Feminist critics responded harshly to POS. Germaine Greer, who appeared alongside Mailer at the 1971 Town Hall panel later featured in the documentary Town Bloody Hall, accused him of attempting to "transform feminism into another battle of the books in a war in which he had been campaigning all his life". Kate Millett characterized it as a diversionary tactic that avoided engaging the actual structures of gender oppression.

Brigid Brophy, reviewing the book in The New York Times Book Review, dismissed it as "modeled on a dribble: long and barely continuous", faulting both its logic and prose style. Laura Adams observed that Mailer portrayed himself simultaneously as both martyr and provocateur, seeking vindication while provoking feminist backlash. The result was a self-portrait of a male writer deeply entangled in the very anxieties about power, gender, and sexuality that feminism sought to expose.

Some responses, however, were more favorable. Anatole Broyard, in The New York Times, praised the book as "Mailer's best", citing its rhetorical flair and force of personality. Joyce Carol Oates, though critical of Mailer's position, acknowledged the passion of his prose and considered his voice "visionary" and "ardent", especially in its engagement with women as metaphysical figures. V. S. Pritchett similarly described the work as possessing a "heroic mysticism of the body".

§ **EXCERPTED RECORDS**:

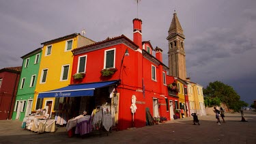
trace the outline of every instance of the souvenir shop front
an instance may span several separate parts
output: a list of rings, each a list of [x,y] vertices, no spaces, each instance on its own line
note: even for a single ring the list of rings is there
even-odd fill
[[[118,83],[112,81],[70,85],[40,93],[38,98],[55,98],[51,117],[55,117],[57,125],[66,126],[67,131],[76,128],[76,134],[81,135],[90,132],[90,127],[96,130],[104,127],[109,131],[118,121],[119,93],[115,88]],[[79,130],[81,126],[87,130]]]

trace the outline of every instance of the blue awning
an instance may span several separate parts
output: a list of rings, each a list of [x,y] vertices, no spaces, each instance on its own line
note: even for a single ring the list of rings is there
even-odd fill
[[[40,92],[38,98],[60,98],[76,96],[93,96],[94,91],[97,88],[108,87],[114,85],[117,81],[85,83],[81,85],[70,85],[60,89],[45,92]]]

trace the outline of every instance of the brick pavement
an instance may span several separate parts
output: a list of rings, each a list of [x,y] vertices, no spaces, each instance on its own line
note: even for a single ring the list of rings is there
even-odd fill
[[[256,113],[244,111],[248,122],[240,113],[226,113],[218,126],[214,115],[199,117],[200,126],[192,117],[175,119],[132,130],[113,131],[109,136],[91,135],[68,138],[65,128],[55,132],[37,134],[20,128],[17,120],[0,121],[0,143],[256,143]]]

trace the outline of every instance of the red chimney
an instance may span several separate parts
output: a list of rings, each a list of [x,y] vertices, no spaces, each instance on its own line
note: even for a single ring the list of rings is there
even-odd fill
[[[141,25],[142,21],[141,19],[134,18],[133,23],[133,42],[139,46],[142,50],[142,32]]]
[[[162,62],[162,50],[156,46],[155,48],[155,51],[156,51],[156,58],[158,59],[160,61]]]

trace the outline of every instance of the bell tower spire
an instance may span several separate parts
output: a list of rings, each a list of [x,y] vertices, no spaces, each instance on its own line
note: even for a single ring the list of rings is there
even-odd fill
[[[186,80],[186,53],[184,50],[185,35],[174,10],[173,19],[167,38],[169,44],[168,63],[169,74]]]

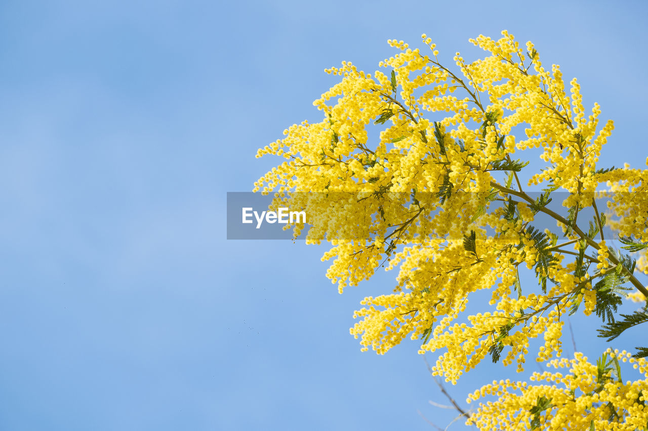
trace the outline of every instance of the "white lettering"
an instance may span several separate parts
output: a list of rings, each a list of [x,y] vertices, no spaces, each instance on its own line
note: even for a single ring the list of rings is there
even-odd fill
[[[295,221],[297,223],[306,223],[306,212],[305,211],[291,211],[290,212],[290,223],[294,223],[292,221],[293,216],[295,216]],[[302,217],[303,219],[300,222],[299,218]]]
[[[251,220],[248,220],[248,217],[251,217],[252,216],[252,213],[248,212],[249,211],[251,211],[251,210],[252,210],[252,208],[243,208],[243,223],[252,223]]]
[[[280,223],[288,223],[288,208],[279,208],[279,222]]]
[[[266,215],[265,211],[261,212],[261,216],[259,216],[259,213],[256,211],[254,212],[254,216],[257,217],[257,228],[261,227],[261,223],[263,223],[263,216]]]

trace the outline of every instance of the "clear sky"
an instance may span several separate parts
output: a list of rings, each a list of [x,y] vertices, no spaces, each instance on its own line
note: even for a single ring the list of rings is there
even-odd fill
[[[646,9],[0,3],[0,430],[433,429],[417,410],[445,427],[415,343],[377,356],[349,335],[395,274],[338,295],[323,247],[227,241],[226,193],[281,161],[257,148],[319,120],[325,68],[373,72],[388,39],[424,32],[448,62],[480,34],[532,40],[616,121],[607,164],[640,168]],[[591,322],[573,321],[593,357]],[[527,374],[484,363],[448,389],[463,403],[502,376]]]

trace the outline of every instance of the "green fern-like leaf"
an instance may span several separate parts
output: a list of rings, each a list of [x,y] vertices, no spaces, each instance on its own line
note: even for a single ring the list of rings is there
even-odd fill
[[[635,311],[631,315],[621,313],[620,316],[621,320],[611,322],[598,329],[599,337],[612,341],[626,329],[648,322],[648,313],[645,311]]]
[[[471,230],[469,235],[463,236],[463,248],[465,249],[466,251],[474,254],[475,256],[477,256],[476,238],[477,234],[474,230]]]
[[[625,244],[625,246],[622,247],[621,249],[630,252],[638,252],[648,248],[648,243],[639,242],[632,237],[619,236],[619,241]]]
[[[515,172],[519,172],[522,170],[524,166],[529,164],[529,162],[522,162],[520,159],[506,160],[496,160],[491,163],[491,169],[487,169],[487,171],[513,171]]]

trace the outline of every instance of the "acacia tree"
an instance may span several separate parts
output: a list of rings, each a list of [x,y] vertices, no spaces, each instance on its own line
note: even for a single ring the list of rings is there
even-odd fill
[[[570,313],[602,319],[608,341],[648,321],[638,278],[648,274],[648,170],[597,167],[612,122],[597,128],[599,105],[586,115],[576,80],[568,94],[559,66],[545,69],[531,42],[480,36],[470,42],[487,56],[469,63],[457,52],[448,67],[422,39],[426,53],[388,41],[400,52],[379,63],[385,72],[327,69],[341,78],[314,102],[322,120],[293,125],[259,151],[287,160],[255,191],[309,214],[307,241],[331,243],[323,260],[334,260],[327,275],[340,293],[381,265],[399,268],[394,292],[365,298],[354,313],[351,333],[363,350],[382,354],[409,336],[419,353],[440,351],[432,371],[454,384],[488,356],[522,371],[529,342],[544,338],[531,356],[565,373],[494,381],[469,395],[488,402],[467,423],[645,429],[648,349],[608,349],[596,363],[559,357]],[[548,166],[523,185],[527,164],[516,151],[539,153]],[[607,208],[597,204],[602,191],[612,192]],[[305,227],[292,227],[296,237]],[[538,282],[523,285],[520,271]],[[480,291],[490,300],[469,307]],[[643,307],[619,314],[624,298]],[[621,380],[626,362],[640,379]]]

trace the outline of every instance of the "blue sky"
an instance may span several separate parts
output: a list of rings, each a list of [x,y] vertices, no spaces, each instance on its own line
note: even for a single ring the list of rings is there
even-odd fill
[[[643,2],[4,1],[0,4],[0,429],[445,427],[417,345],[361,353],[365,296],[323,247],[227,241],[257,148],[318,120],[342,60],[389,38],[450,60],[506,28],[616,121],[608,165],[645,159]],[[581,350],[603,346],[575,319]],[[566,353],[570,343],[566,339]],[[632,345],[634,346],[634,345]],[[434,360],[434,358],[431,358]],[[533,371],[533,365],[529,367]],[[513,370],[484,364],[457,400]],[[450,429],[460,429],[455,424]]]

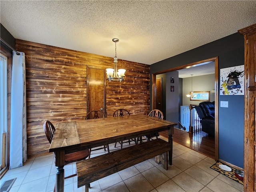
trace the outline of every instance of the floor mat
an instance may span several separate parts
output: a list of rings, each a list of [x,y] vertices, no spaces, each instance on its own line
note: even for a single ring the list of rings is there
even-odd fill
[[[219,167],[219,165],[222,164],[225,165],[225,164],[221,163],[220,162],[216,162],[215,164],[212,165],[211,167],[210,167],[210,168],[211,168],[214,170],[218,171],[218,172],[224,175],[225,176],[226,176],[227,177],[230,178],[230,179],[236,181],[236,182],[238,182],[242,185],[244,184],[244,182],[243,182],[242,181],[241,181],[241,180],[238,179],[235,175],[235,170],[236,170],[236,169],[234,169],[232,167],[228,166],[231,168],[231,171],[225,171]]]

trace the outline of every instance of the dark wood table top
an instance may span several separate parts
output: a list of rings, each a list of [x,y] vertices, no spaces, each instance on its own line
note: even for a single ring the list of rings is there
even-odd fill
[[[143,114],[58,123],[49,151],[67,153],[166,130],[172,134],[176,124]]]

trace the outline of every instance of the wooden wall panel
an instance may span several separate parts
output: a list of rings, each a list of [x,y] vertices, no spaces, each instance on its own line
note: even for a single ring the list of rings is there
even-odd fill
[[[25,53],[28,157],[48,153],[43,124],[84,118],[87,113],[86,67],[113,68],[113,58],[16,40],[16,49]],[[118,59],[126,70],[122,82],[106,80],[106,111],[118,108],[131,114],[150,110],[150,66]]]

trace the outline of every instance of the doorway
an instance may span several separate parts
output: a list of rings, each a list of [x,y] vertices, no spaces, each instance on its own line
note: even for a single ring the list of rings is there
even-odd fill
[[[218,160],[218,57],[210,58],[203,60],[194,63],[184,65],[183,66],[176,67],[175,68],[168,69],[158,73],[152,74],[152,103],[151,104],[152,108],[156,108],[156,75],[177,71],[182,69],[191,68],[194,66],[202,65],[202,63],[213,61],[214,62],[215,65],[215,76],[214,76],[214,87],[215,91],[214,94],[215,107],[215,136],[214,138],[215,143],[215,159],[216,160]]]
[[[87,67],[87,112],[100,110],[106,112],[106,79],[104,69]]]
[[[156,78],[156,109],[162,111],[162,78]]]

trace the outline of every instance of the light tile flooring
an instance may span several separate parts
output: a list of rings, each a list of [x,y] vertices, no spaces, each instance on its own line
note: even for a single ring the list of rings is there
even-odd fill
[[[116,149],[114,144],[110,147]],[[92,157],[104,152],[93,152]],[[243,191],[242,185],[210,168],[215,162],[213,159],[175,142],[173,154],[172,165],[168,170],[152,158],[91,183],[89,192]],[[76,172],[75,164],[64,168],[65,176],[70,175]],[[31,158],[23,167],[8,170],[1,185],[17,178],[10,192],[52,191],[56,171],[52,154]],[[82,192],[77,179],[65,179],[64,191]]]

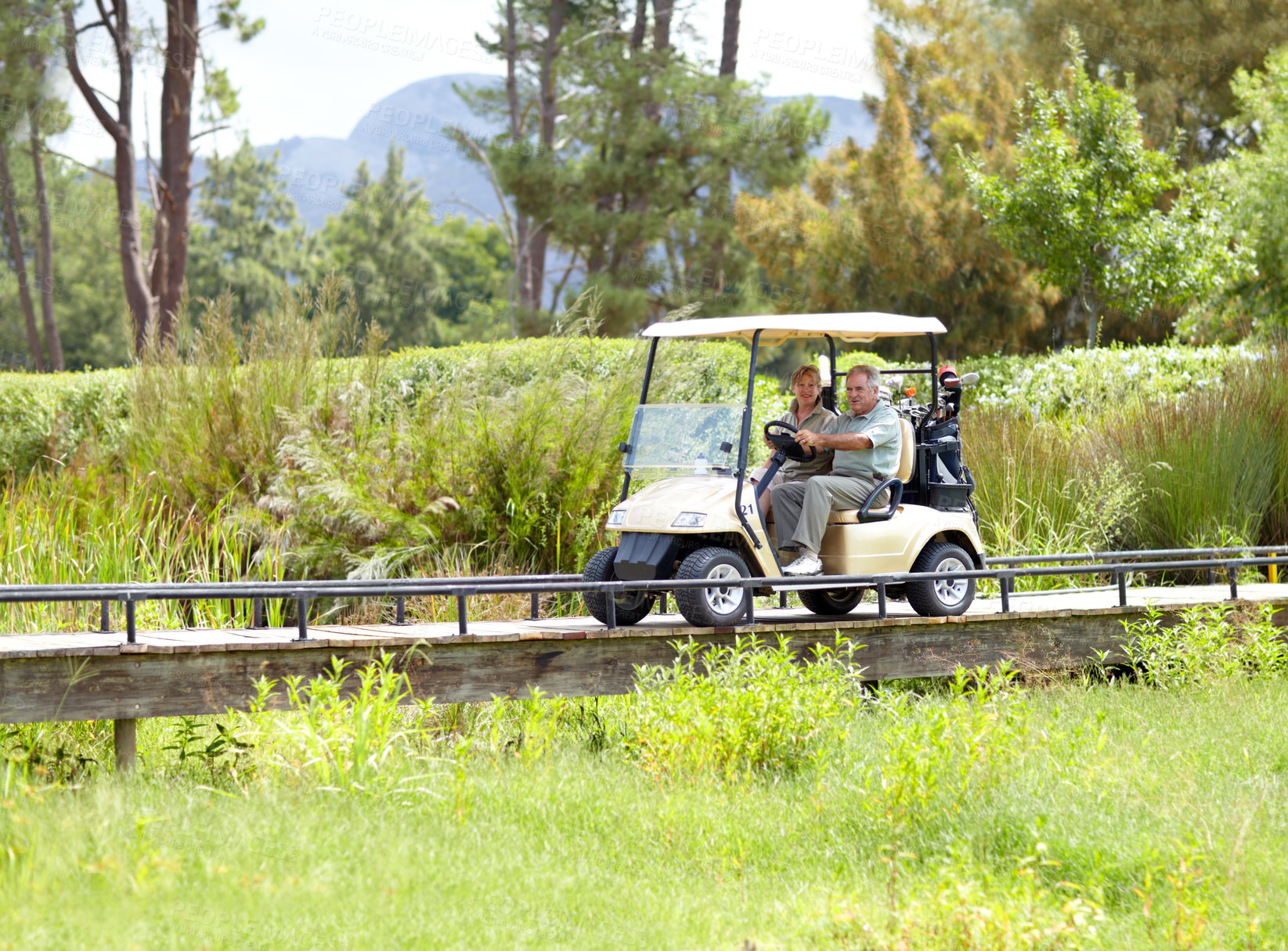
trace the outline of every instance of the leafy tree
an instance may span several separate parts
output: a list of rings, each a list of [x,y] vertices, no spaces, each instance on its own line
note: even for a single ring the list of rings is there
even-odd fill
[[[312,274],[313,242],[277,174],[277,155],[261,158],[242,138],[228,157],[206,162],[192,224],[188,286],[196,296],[232,293],[249,322],[269,309],[292,280]]]
[[[1054,77],[1065,59],[1064,34],[1074,27],[1086,44],[1088,77],[1127,88],[1132,77],[1150,147],[1172,144],[1182,164],[1208,162],[1255,139],[1231,126],[1239,106],[1230,79],[1260,72],[1266,54],[1288,41],[1280,3],[1260,0],[1033,0],[1023,10],[1023,57],[1039,77]],[[1249,134],[1251,133],[1251,134]]]
[[[49,192],[45,183],[45,137],[67,128],[64,103],[49,94],[46,68],[49,54],[58,48],[61,34],[58,8],[50,0],[32,0],[0,13],[0,188],[4,189],[5,240],[19,285],[27,343],[36,370],[63,369],[62,340],[54,318],[54,246],[49,222]],[[31,228],[35,268],[28,269],[22,229],[18,224],[15,193],[10,171],[12,148],[21,148],[26,126],[32,162],[35,224]],[[9,142],[8,139],[12,139]],[[39,293],[45,339],[36,327],[32,289]]]
[[[1014,175],[966,166],[972,197],[999,241],[1069,298],[1094,347],[1106,307],[1139,318],[1184,307],[1245,267],[1211,177],[1182,177],[1175,149],[1148,148],[1132,85],[1087,77],[1073,39],[1065,89],[1029,86]],[[1179,189],[1168,210],[1167,198]]]
[[[131,358],[130,317],[116,258],[117,220],[112,179],[59,156],[45,162],[49,223],[58,267],[50,283],[67,369],[106,367]],[[31,162],[13,178],[22,227],[33,232],[39,209]],[[144,223],[148,222],[144,216]],[[27,349],[17,276],[0,281],[0,363]]]
[[[738,233],[788,289],[781,309],[934,314],[951,352],[1041,343],[1054,294],[983,228],[956,151],[1010,161],[1015,21],[971,0],[876,8],[873,144],[833,149],[805,189],[739,196]]]
[[[1235,197],[1233,214],[1256,255],[1256,272],[1235,282],[1209,313],[1189,317],[1189,336],[1231,339],[1251,329],[1288,325],[1288,45],[1264,73],[1240,70],[1233,81],[1238,125],[1258,130],[1257,148],[1230,156],[1222,170]]]
[[[730,242],[725,183],[762,192],[799,182],[826,129],[813,103],[766,111],[752,84],[675,46],[685,28],[665,0],[652,19],[639,3],[634,26],[616,4],[569,5],[549,72],[558,135],[546,146],[535,131],[518,143],[507,133],[477,151],[515,209],[599,289],[611,332],[694,299],[706,313],[737,308],[753,271]],[[469,94],[497,115],[497,94]]]
[[[327,265],[343,273],[365,321],[376,321],[394,345],[493,336],[488,302],[506,256],[500,233],[459,219],[437,224],[419,179],[403,178],[403,151],[389,144],[385,170],[358,166],[350,201],[322,229]],[[473,305],[471,305],[473,304]]]

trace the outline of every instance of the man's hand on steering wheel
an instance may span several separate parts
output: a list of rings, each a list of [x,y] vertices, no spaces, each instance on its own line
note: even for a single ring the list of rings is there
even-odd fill
[[[815,433],[811,429],[797,429],[796,436],[792,437],[801,446],[809,446],[810,448],[823,445],[823,434]]]
[[[777,432],[786,430],[786,432]],[[818,455],[818,450],[814,448],[811,443],[808,445],[809,452],[806,452],[806,445],[802,445],[799,438],[800,432],[791,423],[783,423],[782,420],[770,420],[765,424],[765,438],[773,443],[774,448],[782,452],[788,459],[795,459],[797,461],[808,461]],[[813,433],[810,433],[813,436]]]

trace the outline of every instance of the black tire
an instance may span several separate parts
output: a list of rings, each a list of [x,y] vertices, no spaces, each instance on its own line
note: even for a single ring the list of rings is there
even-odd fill
[[[617,581],[617,572],[613,571],[613,561],[617,558],[617,545],[605,548],[595,553],[586,570],[581,573],[582,581]],[[586,602],[590,616],[600,624],[608,624],[608,598],[599,591],[585,591],[581,599]],[[639,624],[648,612],[653,610],[654,595],[649,591],[623,591],[613,600],[617,604],[617,624],[627,628]]]
[[[831,590],[796,591],[801,604],[815,615],[848,615],[863,600],[864,588],[832,588]]]
[[[732,580],[734,573],[751,577],[747,563],[728,548],[699,548],[680,562],[675,577],[688,581],[726,576]],[[696,628],[725,628],[747,613],[750,597],[746,588],[677,588],[675,606]]]
[[[912,564],[913,571],[939,571],[940,567],[949,571],[974,571],[975,559],[961,545],[931,541]],[[965,613],[975,600],[972,577],[958,581],[908,581],[904,589],[912,610],[922,617],[953,617]]]

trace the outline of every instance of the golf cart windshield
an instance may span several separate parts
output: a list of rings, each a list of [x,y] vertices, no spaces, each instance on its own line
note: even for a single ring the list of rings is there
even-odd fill
[[[743,407],[737,403],[649,403],[635,407],[626,470],[728,474],[737,464]]]

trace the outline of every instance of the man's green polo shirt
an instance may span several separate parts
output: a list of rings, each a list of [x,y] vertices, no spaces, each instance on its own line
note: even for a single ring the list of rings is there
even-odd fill
[[[832,474],[863,473],[875,476],[880,481],[899,472],[899,454],[903,442],[899,433],[899,414],[886,403],[877,403],[871,412],[862,416],[857,416],[853,410],[846,410],[831,420],[823,432],[864,433],[872,439],[871,448],[836,450],[836,455],[832,457]]]

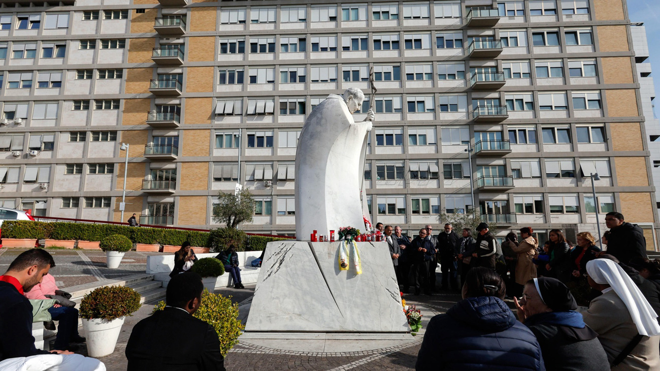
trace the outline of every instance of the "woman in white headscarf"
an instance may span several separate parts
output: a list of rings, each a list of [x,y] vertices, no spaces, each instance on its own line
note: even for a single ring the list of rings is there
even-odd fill
[[[612,369],[660,369],[658,316],[635,283],[606,259],[587,263],[587,273],[589,285],[603,295],[581,312],[585,323],[598,333]]]

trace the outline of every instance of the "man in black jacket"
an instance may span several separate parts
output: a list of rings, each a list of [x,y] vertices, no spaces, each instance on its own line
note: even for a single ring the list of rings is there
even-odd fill
[[[170,280],[165,308],[133,328],[126,345],[129,371],[225,371],[217,333],[193,317],[203,290],[201,277],[193,272]]]
[[[607,253],[616,257],[624,264],[628,264],[634,257],[647,259],[646,238],[637,224],[624,221],[620,213],[605,215],[605,224],[610,228],[607,238]]]
[[[447,283],[451,283],[452,290],[458,290],[456,283],[456,254],[454,249],[460,240],[458,234],[453,231],[451,224],[445,224],[445,230],[438,235],[438,253],[440,256],[440,265],[442,267],[442,289],[447,290]]]

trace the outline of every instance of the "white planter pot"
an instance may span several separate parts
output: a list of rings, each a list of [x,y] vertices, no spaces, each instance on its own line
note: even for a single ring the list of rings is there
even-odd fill
[[[121,258],[123,257],[125,252],[106,252],[106,259],[108,261],[108,267],[112,269],[119,268],[119,263],[121,263]]]
[[[87,338],[87,353],[94,358],[102,357],[115,351],[125,317],[107,320],[82,320],[82,329]]]

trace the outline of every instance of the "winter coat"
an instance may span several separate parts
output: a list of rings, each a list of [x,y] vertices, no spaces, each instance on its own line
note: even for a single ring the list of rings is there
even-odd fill
[[[463,299],[432,318],[415,368],[545,370],[534,334],[494,296]]]
[[[619,261],[628,264],[633,257],[646,256],[646,238],[644,232],[637,224],[624,222],[610,230],[607,238],[607,253],[613,255]]]
[[[537,256],[539,242],[529,236],[523,240],[513,250],[518,254],[515,265],[515,283],[525,285],[528,281],[537,278],[537,267],[532,260]]]

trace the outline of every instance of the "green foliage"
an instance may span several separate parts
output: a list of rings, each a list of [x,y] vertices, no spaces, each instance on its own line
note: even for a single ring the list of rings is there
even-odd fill
[[[241,331],[245,328],[245,325],[238,320],[238,304],[232,302],[231,298],[209,293],[205,288],[202,293],[201,304],[193,314],[215,329],[220,339],[220,351],[222,353],[222,356],[227,356],[230,349],[238,343]],[[159,302],[154,307],[153,313],[164,308],[165,302]]]
[[[195,261],[190,270],[203,277],[216,277],[224,274],[224,265],[214,257],[203,257]]]
[[[104,286],[87,294],[81,302],[81,318],[112,320],[132,316],[140,309],[140,294],[124,286]]]
[[[104,252],[126,252],[133,248],[133,243],[128,237],[121,234],[112,234],[101,240],[98,244]]]

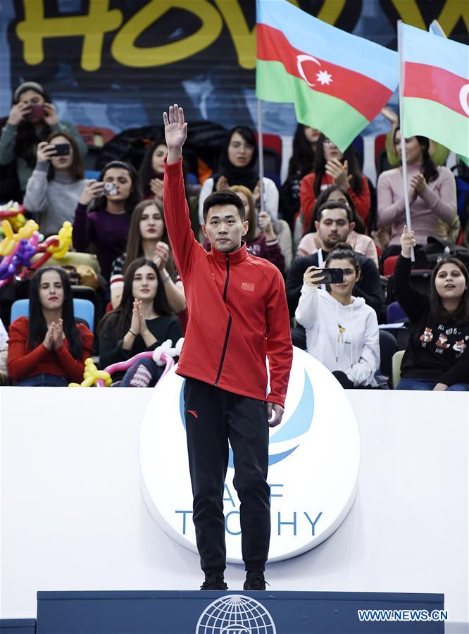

§ **WHAT THE TASK REQUIRES**:
Copy out the passage on critical reactions to POS above the rows, word for word and in full.

§ **RESPONSE AREA**:
Feminist critics responded harshly to POS. Germaine Greer, who appeared alongside Mailer at the 1971 Town Hall panel later featured in the documentary Town Bloody Hall, accused him of attempting to "transform feminism into another battle of the books in a war in which he had been campaigning all his life". Kate Millett characterized it as a diversionary tactic that avoided engaging the actual structures of gender oppression.

Brigid Brophy, reviewing the book in The New York Times Book Review, dismissed it as "modeled on a dribble: long and barely continuous", faulting both its logic and prose style. Laura Adams observed that Mailer portrayed himself simultaneously as both martyr and provocateur, seeking vindication while provoking feminist backlash. The result was a self-portrait of a male writer deeply entangled in the very anxieties about power, gender, and sexuality that feminism sought to expose.

Some responses, however, were more favorable. Anatole Broyard, in The New York Times, praised the book as "Mailer's best", citing its rhetorical flair and force of personality. Joyce Carol Oates, though critical of Mailer's position, acknowledged the passion of his prose and considered his voice "visionary" and "ardent", especially in its engagement with women as metaphysical figures. V. S. Pritchett similarly described the work as possessing a "heroic mysticism of the body".